Sin lugar a duda, hablar del tema de seguridad pública en el gobierno de Andrés Manuel López Obrador (2018-2024) es entrar a un terreno bastante complejo y escabroso. En primer lugar, porque si hay una temática en la que la crítica y propaganda opositora ha sido mezquina, sesgada y definitivamente indolente es ésta, con la mira puesta en demeritar todo logro de la actual administración y restarle legitimidad al ejercicio de su gobierno.
Por supuesto que hay elementos que nos dejan insatisfechos, máxime si se miran los números absolutos, brutos, sin ningún tipo de contexto, sin ninguna comparación y sin ningún reconocimiento de los procesos que están detrás del conjunto de situaciones que en el día a día se expresan en múltiples delitos, fenómenos de violencia y faltas a la ley. Sin embargo, aun en consideración a las cifras frías, en la mayor parte de los rubros claves sobre la seguridad pública, no hay coincidencias con las aseveraciones de que vivimos en el país más inseguro y violento del mundo.
Hasta hace un par de semanas, meses previos al 2 de junio de 2024, todo indicaba que se buscaba generar un ambiente de miedo que en el contexto electoral se tradujera en votos a favor de la oposición. Aunque la inferencia es válida, no agota otras recriminaciones que desde hace años se hacen al gobierno de López Obrador, y que al parecer serán más intensas antes de que concluya su mandato (e incluso después), en cuanto a una supuesta decisión de compartir el monopolio de la violencia física con distintos grupos delincuenciales.
Si uno parte de un marco analítico base para evaluar cualquier política o acción pública, se debe reconocer que el diseño de ésta siempre se estructura en torno a un referente conceptual discursivo, una narrativa donde se expone el problema, sus causas y efectos, base para orientar el trabajo de gobierno, esperar un comportamiento específico de los distintos actores concurrentes en la problemática y, puntualmente, trazar una estrategia de la que se desprendan acciones que en conjunto deberían solventar la problemática correspondiente.
La seguridad pública en el actual gobierno rompe con una lectura donde la inseguridad y la violencia son producto de malhechores a los que exclusivamente se les debe enfrentar con policías, vehículos y armas sofisticadas. La dimensión discursiva de la política de seguridad del gobierno de la 4T se enmarca en una postura humanista, centrada en las personas y el respeto a los derechos humanos, lo que se descubre en frases del tipo “abrazos, no balazos”.
Aunque pueda parecer un absurdo, en esta expresión se encierra una perspectiva diferente que entiende el combate a la delincuencia, el crimen y el conjunto de delitos que aquejan a la sociedad mexicana más allá de una lógica armamentista, con más policías y más equipo de seguridad. El indicador clave que muestra la forma como esto cristaliza es el índice de letalidad [1], que en los últimos años se ha reducido significativamente, como se aprecia en la siguiente gráfica.
La perspectiva desde la cual se problematiza el tema también descansa en el supuesto de que las personas no son malas por naturaleza, sino que, por el contrario, hay contextos específicos que animan las conductas antisociales. Desde esta lectura se desprende la exigencia de que el Estado garantice los derechos sociales y se priorice el acceso a la educación, la salud, la alimentación y la vivienda, entendidas como condiciones físico-sociales que inhiben los factores de producción de la delincuencia y la violencia que le acompaña.

* Qué redactar
Escribe la continuación del texto sobre la seguridad pública en el gobierno de López Obrador, empezando justo después de su última oración.

* Datos recopilados
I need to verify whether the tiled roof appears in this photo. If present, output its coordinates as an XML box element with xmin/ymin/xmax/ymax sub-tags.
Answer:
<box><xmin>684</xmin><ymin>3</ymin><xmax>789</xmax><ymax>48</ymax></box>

* Respuesta escrita
No son individuos aislados que, aunque tuvieran todas las posibilidades para tener una trayectoria de vida diferente, decidieron tomar el camino de las conductas antisociales; por el contrario, el contexto socio económico, la pobreza y la falta de oportunidades habrían condicionado significativamente su forma de vida y antecedido a sus delitos. Esto nos permite interpretar la expresión “la paz es fruto de la igualdad y la justicia”, y las acciones en las que se traduce, pensadas para impactar en las causas. Así, mediante una cantidad significativa de recursos para jóvenes, se busca que esta población amplíe sus opciones para mantenerse estudiando o para integrarse al campo laboral y evitar que en la búsqueda de ingreso realicen acciones fuera de la ley o sean atraídos por los empleos que ofrecen grupos delincuenciales.
Finalmente, en cuanto a esta dimensión discursiva, cuyo elemento más visible es la Estrategia Nacional para la Prevención de Adicciones, se hace énfasis no sólo en los aspectos dañinos del consumo de sustancias psicoactivas, sino en la falsedad y decadencia que se promueve en la cultura del narco (riqueza, diversión, placer); se le antepone, por una parte, la comprensión y atención de los factores del entorno, condicionantes en el riesgo de consumo de sustancias, y un trato a la población afectada como una población digna de derechos, evitando criminalizar, estigmatizar y marginarlas; por otra parte, el reconocimiento y la promoción de distintas expresiones culturales con mayor interés por las familias, las personas, con un sentido orientado por la primicia de lo colectivo y lo comunitario que cuestiona un sentido de vida encauzado al consumo de bienes, el lujo barato y el dinero fácil de la narco cultura.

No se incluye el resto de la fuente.